(Point localization data)
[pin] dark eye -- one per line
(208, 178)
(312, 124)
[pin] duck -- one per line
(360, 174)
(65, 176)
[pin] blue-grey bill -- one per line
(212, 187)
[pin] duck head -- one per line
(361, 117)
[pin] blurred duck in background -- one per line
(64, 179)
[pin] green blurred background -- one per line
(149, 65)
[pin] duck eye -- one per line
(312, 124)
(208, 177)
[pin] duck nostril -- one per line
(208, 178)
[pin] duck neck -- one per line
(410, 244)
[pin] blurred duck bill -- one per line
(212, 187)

▶ _DIRECTIONS_: Output every entry again, exactly as given.

▶ _REPLY_:
[pin] dark eye -- one per line
(208, 178)
(312, 124)
[pin] duck -- one per line
(360, 174)
(65, 176)
[pin] blue-grey bill -- one per line
(212, 187)
[pin] duck head -- one per line
(361, 117)
[pin] blurred duck in background -- one per line
(64, 179)
[pin] green blurred background -- one per line
(149, 65)
[pin] duck eye -- one per line
(312, 124)
(208, 177)
[pin] duck nostril -- one per line
(208, 178)
[pin] duck neck -- one per line
(410, 244)
[pin] blurred duck bill -- one per line
(212, 187)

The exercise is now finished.